* Passage:
In Greek mythology, the nymph daughters of the Titan Oceanus (Ocean), were known collectively as the Oceanids. Four ancient sources give lists of names of Oceanids. The oldest, and longest such list, given by the late 8th–early 7th century BC Greek poet Hesiod, names 41 Oceanids. Hesiod goes on to say that these "are the eldest ... but there are many besides" and that there were "three thousand" Oceanids, a number interpreted as meaning "innumerable".  While some of these names, such as Peitho, Metis and Tyche, certainly reflected existing traditions, many were probably mere poetic inventions. The probably nearly as old Homeric Hymn to Demeter lists 21 names, 16 of which match those given by Hesiod,  and were probably taken directly from there.

* A few records:
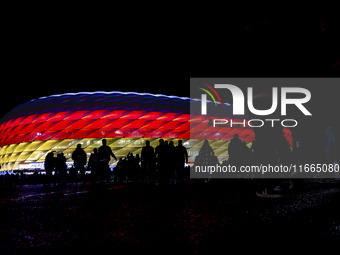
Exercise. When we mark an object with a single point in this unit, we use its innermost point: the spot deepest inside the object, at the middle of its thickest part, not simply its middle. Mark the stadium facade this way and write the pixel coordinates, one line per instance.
(126, 119)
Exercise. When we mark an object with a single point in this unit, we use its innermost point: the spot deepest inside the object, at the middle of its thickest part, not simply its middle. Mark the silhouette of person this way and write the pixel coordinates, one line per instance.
(170, 159)
(79, 158)
(61, 168)
(105, 154)
(94, 165)
(235, 151)
(148, 161)
(160, 157)
(206, 157)
(181, 157)
(49, 167)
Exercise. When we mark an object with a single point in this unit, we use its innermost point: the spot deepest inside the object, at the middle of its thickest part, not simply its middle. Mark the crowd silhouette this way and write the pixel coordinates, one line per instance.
(166, 162)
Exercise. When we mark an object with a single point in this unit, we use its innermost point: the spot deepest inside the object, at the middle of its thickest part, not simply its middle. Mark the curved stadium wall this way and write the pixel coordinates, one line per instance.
(126, 119)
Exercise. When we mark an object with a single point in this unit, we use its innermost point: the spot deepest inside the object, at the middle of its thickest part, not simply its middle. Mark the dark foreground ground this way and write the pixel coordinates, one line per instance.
(188, 217)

* To do:
a) Write out the Oceanids passage word for word, starting at "In Greek mythology, the" and ending at "directly from there.".
b) Please repeat every line of the rows, starting at the line that contains "Mark the curved" and ending at the last line of the rows. Keep each line as it is, except multiply every answer coordinate by 0.85 and round it to a whole number, with halves rounded up.

* Outputs for the tasks:
a)
In Greek mythology, the nymph daughters of the Titan Oceanus (Ocean), were known collectively as the Oceanids. Four ancient sources give lists of names of Oceanids. The oldest, and longest such list, given by the late 8th–early 7th century BC Greek poet Hesiod, names 41 Oceanids. Hesiod goes on to say that these "are the eldest ... but there are many besides" and that there were "three thousand" Oceanids, a number interpreted as meaning "innumerable".  While some of these names, such as Peitho, Metis and Tyche, certainly reflected existing traditions, many were probably mere poetic inventions. The probably nearly as old Homeric Hymn to Demeter lists 21 names, 16 of which match those given by Hesiod,  and were probably taken directly from there.

b)
Exercise. When we mark an object with a single point in this unit, we use its innermost point: the spot deepest inside the object, at the middle of its thickest part, not simply its middle. Mark the curved stadium wall this way and write the pixel coordinates, one line per instance.
(107, 101)
Exercise. When we mark an object with a single point in this unit, we use its innermost point: the spot deepest inside the object, at the middle of its thickest part, not simply its middle. Mark the dark foreground ground this way and write the pixel coordinates, one line per instance.
(160, 184)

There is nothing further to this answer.